Location identification items:

[Start]

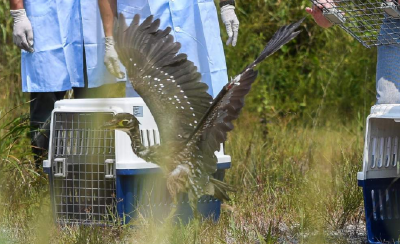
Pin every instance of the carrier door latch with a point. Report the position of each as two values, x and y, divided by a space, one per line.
60 167
109 169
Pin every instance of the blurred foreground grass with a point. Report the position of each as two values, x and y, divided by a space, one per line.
295 185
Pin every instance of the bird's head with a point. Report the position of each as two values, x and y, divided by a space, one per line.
125 122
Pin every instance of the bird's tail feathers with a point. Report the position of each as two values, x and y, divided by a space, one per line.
281 37
221 189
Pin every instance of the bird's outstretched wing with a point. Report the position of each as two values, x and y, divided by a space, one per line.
217 121
168 82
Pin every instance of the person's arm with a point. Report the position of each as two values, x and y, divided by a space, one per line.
108 11
230 20
22 29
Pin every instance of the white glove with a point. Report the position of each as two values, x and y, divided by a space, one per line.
22 30
231 22
111 59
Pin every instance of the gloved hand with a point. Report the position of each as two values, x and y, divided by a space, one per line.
22 30
231 22
111 59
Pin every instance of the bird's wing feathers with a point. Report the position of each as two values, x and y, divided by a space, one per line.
168 82
226 107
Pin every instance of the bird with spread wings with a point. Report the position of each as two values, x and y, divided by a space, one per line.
192 124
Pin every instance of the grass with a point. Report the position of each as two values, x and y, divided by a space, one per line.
294 184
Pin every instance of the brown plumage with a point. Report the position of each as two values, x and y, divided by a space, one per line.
192 125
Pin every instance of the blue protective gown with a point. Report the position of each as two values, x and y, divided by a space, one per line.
60 29
195 25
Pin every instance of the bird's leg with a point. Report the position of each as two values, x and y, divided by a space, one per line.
174 207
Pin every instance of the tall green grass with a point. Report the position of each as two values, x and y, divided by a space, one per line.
295 150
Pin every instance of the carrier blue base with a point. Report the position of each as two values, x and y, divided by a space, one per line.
143 192
382 209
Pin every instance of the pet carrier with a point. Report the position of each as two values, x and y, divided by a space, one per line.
380 176
372 22
94 176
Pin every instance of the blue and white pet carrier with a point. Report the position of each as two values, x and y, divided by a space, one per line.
380 176
94 176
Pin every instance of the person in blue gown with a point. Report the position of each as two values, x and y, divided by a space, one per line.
63 47
194 24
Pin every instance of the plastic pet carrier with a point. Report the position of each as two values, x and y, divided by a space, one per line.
94 176
380 176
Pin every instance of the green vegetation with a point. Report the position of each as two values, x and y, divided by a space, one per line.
296 148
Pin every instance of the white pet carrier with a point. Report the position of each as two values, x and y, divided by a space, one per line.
95 177
380 175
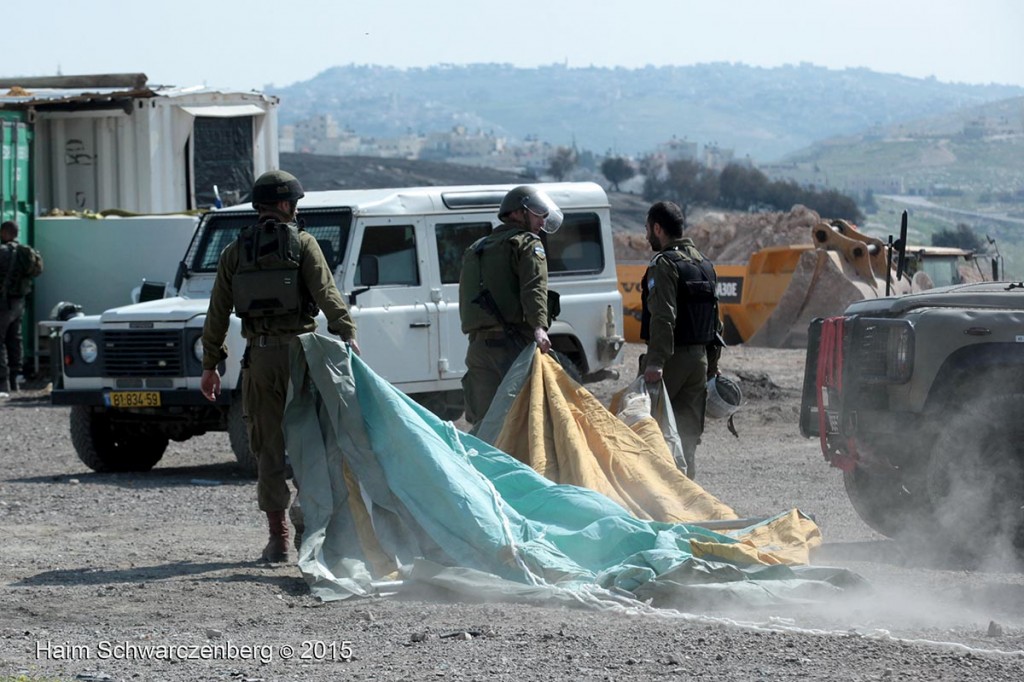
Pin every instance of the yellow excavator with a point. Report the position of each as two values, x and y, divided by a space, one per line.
771 299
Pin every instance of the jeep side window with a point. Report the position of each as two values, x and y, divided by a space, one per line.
577 246
453 240
387 256
330 228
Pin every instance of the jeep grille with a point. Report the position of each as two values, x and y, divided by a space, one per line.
142 353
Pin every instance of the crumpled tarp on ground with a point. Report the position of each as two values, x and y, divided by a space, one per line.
383 482
548 421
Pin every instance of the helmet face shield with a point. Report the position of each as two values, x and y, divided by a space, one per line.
541 205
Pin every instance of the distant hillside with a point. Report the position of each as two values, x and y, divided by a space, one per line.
761 113
977 148
322 172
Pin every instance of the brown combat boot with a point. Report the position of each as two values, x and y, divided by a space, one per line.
276 547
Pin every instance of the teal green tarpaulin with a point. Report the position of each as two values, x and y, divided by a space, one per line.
451 500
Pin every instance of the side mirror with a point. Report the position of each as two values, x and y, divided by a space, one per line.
152 291
180 275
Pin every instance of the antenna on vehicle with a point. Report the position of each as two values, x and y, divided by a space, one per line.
900 247
996 259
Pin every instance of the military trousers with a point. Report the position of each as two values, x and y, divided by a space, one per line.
487 359
264 389
685 376
11 311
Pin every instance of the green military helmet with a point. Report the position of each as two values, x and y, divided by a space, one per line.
534 200
273 186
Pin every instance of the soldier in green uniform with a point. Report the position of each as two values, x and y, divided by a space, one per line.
680 323
19 263
503 294
274 278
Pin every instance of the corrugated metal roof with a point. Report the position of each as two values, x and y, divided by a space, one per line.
22 97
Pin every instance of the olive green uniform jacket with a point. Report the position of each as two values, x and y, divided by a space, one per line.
511 264
685 369
318 281
265 366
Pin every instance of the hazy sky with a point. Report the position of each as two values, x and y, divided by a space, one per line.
248 45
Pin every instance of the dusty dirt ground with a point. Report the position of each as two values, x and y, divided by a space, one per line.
95 567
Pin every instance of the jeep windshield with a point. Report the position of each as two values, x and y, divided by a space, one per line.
329 227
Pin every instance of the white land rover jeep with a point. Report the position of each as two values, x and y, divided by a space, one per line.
131 375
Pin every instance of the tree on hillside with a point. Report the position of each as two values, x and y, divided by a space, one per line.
617 170
741 186
686 182
963 238
561 163
835 205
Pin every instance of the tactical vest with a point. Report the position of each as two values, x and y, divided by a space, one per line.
695 298
486 266
267 282
18 264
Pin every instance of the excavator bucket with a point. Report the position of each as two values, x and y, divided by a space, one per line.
845 266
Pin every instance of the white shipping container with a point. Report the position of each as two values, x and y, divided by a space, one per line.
144 157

[End]

» **Task directions**: Write out all the entries again, word for word, and print no images.

» **Final answer**:
Pin every instance of the carrier door latch with a point. Report the position of each as two values, x and y, divided by a space, one per line.
60 167
109 169
Pin every instance of the blurred foreground grass with a point. Report the position of each as two values, x and y, divided by a space, one per line.
295 185
Pin every instance of the bird's head with a point. Report the position of each as two values, x and y, divided by a space, one per line.
125 122
Pin every instance of the bird's tail feathers with a point. Report the position of each as two values, x and y, divided by a space, one per line.
281 37
221 189
Pin every instance of the bird's outstretched wing with a point. Report the position of each as two values, x and y, divided by a space, one per line.
217 121
168 82
Pin every instance of the person's arm with a point. Report the position of each as two values, x and y, divided by a space, one per line.
108 11
230 20
22 29
Pin every instance of the white glove with a point. Report the position of each as two values, x and y, divided by a space, one per line.
22 30
231 22
111 59
Pin every instance of the gloved hand with a point. Report the position of each as two values, x and y, divided by a space, one per line.
22 30
231 22
111 59
Pin every instance of the bird's wing feathers with a point. Report the position of each as two values, x and y, divided by a space, one per line.
168 82
226 107
Pin every instance of the bird with spread wings with a point. Report the position of each as two values, x and y, divided by a space, one per line.
192 124
Pin every instance of the grass with a point. Report the position of each as two values, x and y, divided by a space, one per line.
294 184
Pin every instance of the brown plumage with a point. Report the position of each as two values, x and y, divided by a space, one per line.
192 125
Pin every instance of the blue protective gown with a point. Report the position of each as two values, x and y, divided by a space, one per line.
60 29
195 25
Pin every instance of the bird's leg with a point. Report the position of each as two values, x and y, divided by a space, one per line.
174 207
Pin every instance of the tall green grass with a point. Report the position of each as two values, x and y, divided by a space, one per line.
295 150
Pin every instance of the carrier blue base with a point. Report the position of each as two values, x and y, divided by a space, one per line.
143 192
382 209
Pin every instance of the pet carrier with a point. Report the position of each as two values, x and y, divided by a space, one per line.
380 176
372 22
94 176
Pin every instance of the blue and white pet carrier with a point. Report the position of each as two values, x and y, divided by a space, one per line.
380 176
94 176
Pin every instance of the person in blue gown with a point. Report the position of each as two values, x and y, divided by a space, one per line.
63 47
194 24
Pin every instance of the plastic pet carrier with a point. Report the position of each as two values, x and y, divided by a space, one per line.
94 176
380 176
Pin every instance of the green vegetation with a point. Report the position of each as two values, x and y, divided by a space, one per line.
296 148
Pin every instance of the white pet carrier with a point. Report the position of each as two values, x and y, divided by a space, one per line.
95 177
380 175
Pin every instance of the yellow excavator with a point. Report the position of each as two values, x and y, divided by a space, one per line.
771 299
Pin every instance of the jeep side window with a point. Report the position of each as two values, x and y, divided by a space, one per line.
577 246
453 240
387 256
330 228
Pin every instance of the jeep grille with a point. Report the position of each as two values, x and y, divided by a space, one per line.
142 353
Pin every instance of the crumpled tarp on ground with a point. Report the position of each as two values, x and y, divided by a space, one per line.
383 482
548 421
Pin every instance of the helmet face shield with a point. Report the position of each as two values, x and y, divided by a space, one per line.
541 205
Pin every instance of the distant hillside with a point. Report the position of each as two values, x and y, divided by a space, one per line.
761 113
977 148
322 172
Pin every instance of the brown combat boot with a point. Report the position of each as two values, x and y, divided by a space, one per line.
276 547
Pin every instance of the teal green tarpaulin with a point. Report the position of each as two values, x and y, divided by a space, one per line.
451 500
Pin every instance of the side mirror with a point. Report the position of each as two values, x and y, divided by a space, one per line.
152 291
180 275
Pin every instance of the antenna on vehicle with a point. Report the position of each as two values, x and y, divided by a space, one per line.
900 247
996 259
Pin every instance of the military trousers with a point. Report the position of each as two values, x and y, divided by a space, one per line.
487 359
264 389
685 376
11 311
Pin every instance of the green military helmet with a point. Report the position of each as two values, x and y, divided by a space, one per line.
534 200
273 186
Pin every instance of the soldier in green uniform with a point. Report the position of each as two values, x and y, divided by a space, one per line.
680 323
19 263
503 294
274 278
Pin every instance of the corrugated metal roof with a point. Report the position of each as two values, x and y, divided by a space, one per line.
22 97
Pin every instance of the olive green uniform jacket with a point. Report the position of each as two values, x and y, divided by a space, one per line.
511 264
685 369
318 281
265 366
Pin every instance of the hazy sky with a point. Report the position of each as two values, x and y, divided by a space, one per line.
248 45
Pin every instance of the dusty dirt ground with a point. Report the position of each as two values, x and y, divided by a space, one per line.
95 567
Pin every instance of the jeep windshield with a point. Report the position of each as two values, x and y, divided by a space, one per line.
329 227
Pin every instance of the white land rover jeep with a point. Report the position of each as two values, x and y, divided by a space, one per line.
131 375
Pin every instance of the tree on hillside with a point. Report the position of each as two values, x and y, divided by a space, one per line.
617 170
741 186
686 182
963 238
561 163
835 205
Pin every instance of the tactical vest with a point. Report the position of each as two values, x and y, divided by a space, one per line.
695 298
486 266
267 282
18 264
Pin every instance of the excavator bucket with a point. Report the position of each as two values, x and y, divided by a space, one per line.
845 266
Pin every instance of the white shipping container with a point. Report the position of each as two values, x and y, divided by a space, one per line.
144 157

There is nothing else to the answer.